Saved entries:

:::::

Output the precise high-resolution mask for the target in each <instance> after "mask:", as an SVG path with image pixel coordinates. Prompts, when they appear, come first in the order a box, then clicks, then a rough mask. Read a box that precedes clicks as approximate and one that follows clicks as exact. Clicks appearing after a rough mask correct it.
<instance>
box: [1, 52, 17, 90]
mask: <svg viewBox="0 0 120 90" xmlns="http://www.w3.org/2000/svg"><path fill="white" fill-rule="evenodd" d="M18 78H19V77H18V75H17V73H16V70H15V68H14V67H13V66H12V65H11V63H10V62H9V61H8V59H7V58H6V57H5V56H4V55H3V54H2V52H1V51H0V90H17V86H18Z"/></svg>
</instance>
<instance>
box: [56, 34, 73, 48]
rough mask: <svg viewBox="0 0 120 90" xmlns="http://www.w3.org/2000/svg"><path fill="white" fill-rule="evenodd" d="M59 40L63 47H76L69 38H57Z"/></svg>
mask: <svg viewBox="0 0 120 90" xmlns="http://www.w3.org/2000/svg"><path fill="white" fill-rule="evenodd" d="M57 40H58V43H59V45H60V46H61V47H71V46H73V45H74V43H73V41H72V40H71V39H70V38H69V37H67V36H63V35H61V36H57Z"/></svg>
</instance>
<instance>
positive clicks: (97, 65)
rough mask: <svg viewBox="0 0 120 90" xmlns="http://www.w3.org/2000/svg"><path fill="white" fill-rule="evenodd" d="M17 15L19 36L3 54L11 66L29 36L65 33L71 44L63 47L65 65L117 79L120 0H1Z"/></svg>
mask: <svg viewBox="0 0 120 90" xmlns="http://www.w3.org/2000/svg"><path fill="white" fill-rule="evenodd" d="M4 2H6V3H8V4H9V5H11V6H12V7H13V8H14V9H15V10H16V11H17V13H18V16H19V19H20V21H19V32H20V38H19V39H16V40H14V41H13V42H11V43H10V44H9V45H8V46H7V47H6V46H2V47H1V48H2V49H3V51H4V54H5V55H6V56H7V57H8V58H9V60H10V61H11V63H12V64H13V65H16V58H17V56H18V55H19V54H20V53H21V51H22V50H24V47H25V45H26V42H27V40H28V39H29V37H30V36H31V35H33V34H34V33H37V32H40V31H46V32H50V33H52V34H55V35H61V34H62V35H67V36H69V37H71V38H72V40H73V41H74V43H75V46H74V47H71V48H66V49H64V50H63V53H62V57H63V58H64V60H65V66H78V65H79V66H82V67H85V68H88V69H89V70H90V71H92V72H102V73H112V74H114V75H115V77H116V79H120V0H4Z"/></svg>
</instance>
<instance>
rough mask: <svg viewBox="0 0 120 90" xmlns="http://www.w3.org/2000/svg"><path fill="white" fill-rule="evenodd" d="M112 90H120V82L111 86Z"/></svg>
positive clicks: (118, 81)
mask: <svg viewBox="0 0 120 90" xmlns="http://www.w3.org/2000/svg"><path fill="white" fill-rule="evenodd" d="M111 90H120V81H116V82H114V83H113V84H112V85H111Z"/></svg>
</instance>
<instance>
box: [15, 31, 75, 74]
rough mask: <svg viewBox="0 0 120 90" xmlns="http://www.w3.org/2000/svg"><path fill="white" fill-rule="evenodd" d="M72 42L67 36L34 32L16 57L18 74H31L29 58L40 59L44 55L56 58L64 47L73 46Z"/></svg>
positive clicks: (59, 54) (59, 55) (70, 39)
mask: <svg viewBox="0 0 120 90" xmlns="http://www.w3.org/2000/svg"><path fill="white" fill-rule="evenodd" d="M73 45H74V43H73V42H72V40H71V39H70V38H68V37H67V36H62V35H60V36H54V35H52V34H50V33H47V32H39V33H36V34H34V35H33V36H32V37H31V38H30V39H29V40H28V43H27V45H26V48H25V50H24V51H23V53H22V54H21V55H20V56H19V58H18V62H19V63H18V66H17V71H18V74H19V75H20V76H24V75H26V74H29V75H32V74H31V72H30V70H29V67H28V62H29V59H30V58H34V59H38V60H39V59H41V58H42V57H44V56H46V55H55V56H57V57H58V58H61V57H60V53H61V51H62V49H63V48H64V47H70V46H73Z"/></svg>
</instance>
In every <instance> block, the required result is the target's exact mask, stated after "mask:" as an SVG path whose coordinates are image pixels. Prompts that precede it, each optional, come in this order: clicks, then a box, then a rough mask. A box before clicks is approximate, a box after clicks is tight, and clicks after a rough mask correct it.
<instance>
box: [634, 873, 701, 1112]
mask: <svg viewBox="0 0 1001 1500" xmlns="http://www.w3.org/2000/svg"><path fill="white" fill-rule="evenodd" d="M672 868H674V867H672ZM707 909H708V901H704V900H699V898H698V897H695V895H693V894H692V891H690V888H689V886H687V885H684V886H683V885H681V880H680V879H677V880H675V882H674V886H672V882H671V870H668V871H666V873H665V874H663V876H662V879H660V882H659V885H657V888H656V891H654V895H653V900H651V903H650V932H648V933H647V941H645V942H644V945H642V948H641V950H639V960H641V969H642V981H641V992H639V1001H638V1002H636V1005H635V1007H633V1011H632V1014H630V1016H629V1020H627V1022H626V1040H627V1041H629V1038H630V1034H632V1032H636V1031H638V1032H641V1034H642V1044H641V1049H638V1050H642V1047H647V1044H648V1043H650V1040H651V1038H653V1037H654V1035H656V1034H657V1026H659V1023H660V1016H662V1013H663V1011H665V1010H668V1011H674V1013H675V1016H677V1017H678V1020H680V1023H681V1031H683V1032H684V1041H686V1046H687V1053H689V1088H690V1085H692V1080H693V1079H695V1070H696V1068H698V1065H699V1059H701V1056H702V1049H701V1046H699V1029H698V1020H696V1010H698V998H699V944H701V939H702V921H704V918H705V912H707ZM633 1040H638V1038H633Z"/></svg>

:::::

About this exercise:
Reproduce each entry exactly, leaving out nothing.

Answer space:
Output the precise high-resolution mask for the target in each <instance> after "mask:", as an SVG path with image pixel coordinates. Prompts, when they appear, come first in the order a box, then clicks, then a rough mask. Read a box that precedes clicks as approximate and one that follows clicks as exact. Clicks appearing after a rough mask correct it.
<instance>
box: [1, 52, 17, 90]
mask: <svg viewBox="0 0 120 90" xmlns="http://www.w3.org/2000/svg"><path fill="white" fill-rule="evenodd" d="M18 78H19V77H18V75H17V73H16V70H15V68H14V67H13V66H12V65H11V63H10V62H9V61H8V59H7V58H6V57H5V56H4V55H3V54H2V52H1V51H0V90H17V86H18Z"/></svg>
</instance>
<instance>
box: [56, 34, 73, 48]
rough mask: <svg viewBox="0 0 120 90" xmlns="http://www.w3.org/2000/svg"><path fill="white" fill-rule="evenodd" d="M59 40L63 47H76L69 38H57Z"/></svg>
mask: <svg viewBox="0 0 120 90" xmlns="http://www.w3.org/2000/svg"><path fill="white" fill-rule="evenodd" d="M57 40H58V43H59V45H60V46H61V47H71V46H73V45H74V43H73V41H72V40H71V39H70V38H69V37H67V36H63V35H61V36H57Z"/></svg>
</instance>
<instance>
positive clicks: (97, 65)
rough mask: <svg viewBox="0 0 120 90" xmlns="http://www.w3.org/2000/svg"><path fill="white" fill-rule="evenodd" d="M17 15L19 36L3 54L11 66L29 36L65 33L71 44L63 47L65 65L117 79L120 0H1Z"/></svg>
mask: <svg viewBox="0 0 120 90" xmlns="http://www.w3.org/2000/svg"><path fill="white" fill-rule="evenodd" d="M4 2H6V3H8V4H9V5H11V6H12V7H13V8H14V9H15V10H16V11H17V13H18V16H19V19H20V21H19V32H20V38H19V39H16V40H14V41H13V42H11V43H10V44H9V45H8V46H7V47H6V46H2V47H1V48H2V49H3V51H4V54H5V55H6V56H7V57H8V58H9V60H10V61H11V63H12V64H13V65H16V58H17V56H18V55H19V54H20V53H21V51H22V50H24V47H25V45H26V42H27V40H28V39H29V37H30V36H31V35H33V34H34V33H37V32H40V31H46V32H50V33H52V34H55V35H61V34H62V35H67V36H69V37H71V38H72V40H73V41H74V43H75V46H74V47H71V48H66V49H64V50H63V53H62V57H63V58H64V60H65V66H78V65H79V66H82V67H85V68H88V69H89V70H90V71H92V72H102V73H112V74H114V75H115V77H116V79H120V0H4Z"/></svg>
</instance>
<instance>
rough mask: <svg viewBox="0 0 120 90" xmlns="http://www.w3.org/2000/svg"><path fill="white" fill-rule="evenodd" d="M112 90H120V82L111 86Z"/></svg>
positive clicks: (118, 81)
mask: <svg viewBox="0 0 120 90" xmlns="http://www.w3.org/2000/svg"><path fill="white" fill-rule="evenodd" d="M111 90H120V81H116V82H114V83H113V84H112V85H111Z"/></svg>
</instance>
<instance>
box: [15, 31, 75, 74]
rough mask: <svg viewBox="0 0 120 90" xmlns="http://www.w3.org/2000/svg"><path fill="white" fill-rule="evenodd" d="M72 42L67 36L34 32L16 57L18 74H31L29 58L40 59L44 55L56 58L64 47L73 46Z"/></svg>
positive clicks: (59, 54) (59, 55) (70, 39)
mask: <svg viewBox="0 0 120 90" xmlns="http://www.w3.org/2000/svg"><path fill="white" fill-rule="evenodd" d="M73 45H74V43H73V42H72V40H71V39H70V38H68V37H67V36H62V35H60V36H54V35H52V34H50V33H47V32H39V33H36V34H34V35H33V36H32V37H31V38H30V39H29V40H28V43H27V45H26V48H25V50H24V51H23V53H22V54H21V55H20V56H19V58H18V62H19V63H18V66H17V71H18V74H19V75H20V76H24V75H26V74H29V75H32V74H31V72H30V70H29V67H28V62H29V59H30V58H34V59H38V60H39V59H41V58H42V57H44V56H46V55H55V56H57V57H58V58H61V57H60V53H61V51H62V49H63V48H64V47H70V46H73Z"/></svg>
</instance>
In every <instance> block, the required result is the target's exact mask, stated after "mask:" as an SVG path whose coordinates are image pixels. Prompts that precede it, each optional, come in this order: clicks, then a box, then a rough mask. A box before clicks is approximate, a box after clicks is tight, and clicks after a rough mask correct it.
<instance>
box: [634, 873, 701, 1112]
mask: <svg viewBox="0 0 1001 1500" xmlns="http://www.w3.org/2000/svg"><path fill="white" fill-rule="evenodd" d="M672 868H674V867H672ZM707 909H708V901H704V900H699V898H698V897H695V895H693V894H692V891H690V888H689V886H687V885H684V886H683V885H681V880H680V879H677V880H675V882H674V886H672V882H671V870H668V871H666V873H665V874H663V876H662V879H660V882H659V885H657V888H656V891H654V895H653V900H651V903H650V932H648V933H647V941H645V942H644V945H642V948H641V950H639V960H641V969H642V981H641V992H639V1001H638V1002H636V1005H635V1007H633V1011H632V1014H630V1016H629V1020H627V1022H626V1040H627V1041H629V1038H630V1034H632V1032H636V1031H638V1032H641V1034H642V1044H641V1049H638V1050H642V1047H647V1044H648V1043H650V1040H651V1038H653V1037H654V1035H656V1034H657V1026H659V1023H660V1016H662V1013H663V1011H665V1010H668V1011H674V1013H675V1016H677V1017H678V1020H680V1023H681V1031H683V1032H684V1041H686V1046H687V1053H689V1088H690V1085H692V1080H693V1079H695V1070H696V1068H698V1065H699V1059H701V1056H702V1049H701V1046H699V1029H698V1020H696V1010H698V998H699V944H701V939H702V921H704V918H705V912H707ZM633 1040H638V1038H633Z"/></svg>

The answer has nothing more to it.